__EXERCISE INSTRUCTIONS__
Rewrite everything from the line containing "Spot the tiled" down to the line containing "[[106, 196], [13, 206], [29, 195]]", changing "flower pot" to "planter" and leaving all else as it stands.

__DATA SUPPLIED__

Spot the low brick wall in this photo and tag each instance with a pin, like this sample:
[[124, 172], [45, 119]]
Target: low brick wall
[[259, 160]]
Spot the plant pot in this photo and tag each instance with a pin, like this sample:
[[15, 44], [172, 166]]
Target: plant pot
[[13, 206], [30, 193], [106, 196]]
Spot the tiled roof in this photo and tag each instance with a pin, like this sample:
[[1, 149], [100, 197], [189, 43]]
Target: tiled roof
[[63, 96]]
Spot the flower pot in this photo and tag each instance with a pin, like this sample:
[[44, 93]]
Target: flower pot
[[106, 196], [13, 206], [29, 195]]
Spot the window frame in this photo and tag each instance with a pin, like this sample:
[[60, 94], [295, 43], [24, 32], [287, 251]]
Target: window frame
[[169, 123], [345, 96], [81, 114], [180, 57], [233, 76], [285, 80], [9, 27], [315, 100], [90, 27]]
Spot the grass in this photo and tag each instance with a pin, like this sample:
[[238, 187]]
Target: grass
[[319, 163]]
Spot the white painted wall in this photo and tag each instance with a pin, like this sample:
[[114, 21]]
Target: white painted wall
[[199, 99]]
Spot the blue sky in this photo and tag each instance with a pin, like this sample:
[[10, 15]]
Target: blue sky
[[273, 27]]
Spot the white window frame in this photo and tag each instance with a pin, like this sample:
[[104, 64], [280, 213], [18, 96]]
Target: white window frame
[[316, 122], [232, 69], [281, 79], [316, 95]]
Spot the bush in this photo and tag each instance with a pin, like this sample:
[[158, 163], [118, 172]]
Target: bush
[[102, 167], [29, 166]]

...

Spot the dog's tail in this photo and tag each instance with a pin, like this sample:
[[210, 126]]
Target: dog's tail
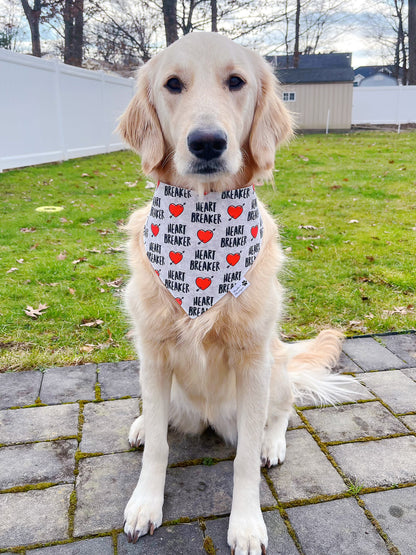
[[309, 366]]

__RIGHT ANSWER__
Spot the tiled roof in this photo and tag each instance with a pin, like this sample:
[[1, 149], [100, 197], [189, 43]]
Target: tiled roof
[[63, 96]]
Spot the planter in this photo and tag each instance with a pin, like this sample:
[[44, 93]]
Target: planter
[[106, 196], [13, 206], [29, 195]]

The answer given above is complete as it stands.